No matter the outcome, culture becomes modified. Either this company is now seen as more caring by their employees, or colder than they thought.
Culture stands on its own, grown from traditions and modified by policy. We wouldn’t need policy if the right culture was in place. We could count on each other to do what was right. As an organization grows, its culture becomes fragmented, and policies grow out of inconsistent management.
If you are trying to bring about change in a large organization, this compounds the problem. You may be trying to change the culture, but there are many cultures, most of which will at first attempt to reject change, like an organ donation the body has rejected.
But it can be done. Here are a few key steps.
- Get a clear picture of what the new culture is and why the organization must adopt it.
- Immerse the top leaders in the primary elements of the desired culture, allowing them the opportunity to help shape it.
- Get the messages lined up, and include some symbolic actions. If we want our teams to work virtually, get them the equipment they need to do so. If you want people to spend less time on administrative tasks, put some lean teams together to simplify work processes. If you want everyone to be more cost conscious, remove some visible executive perks.

_Information supplied_.
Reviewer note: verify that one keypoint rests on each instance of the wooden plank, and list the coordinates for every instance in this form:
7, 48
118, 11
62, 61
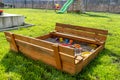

_What is needed_.
In the excerpt on organizational culture, what happens to an organization's culture as the organization grows?

_Exercise output_.
Its culture becomes fragmented, and policies grow out of inconsistent management.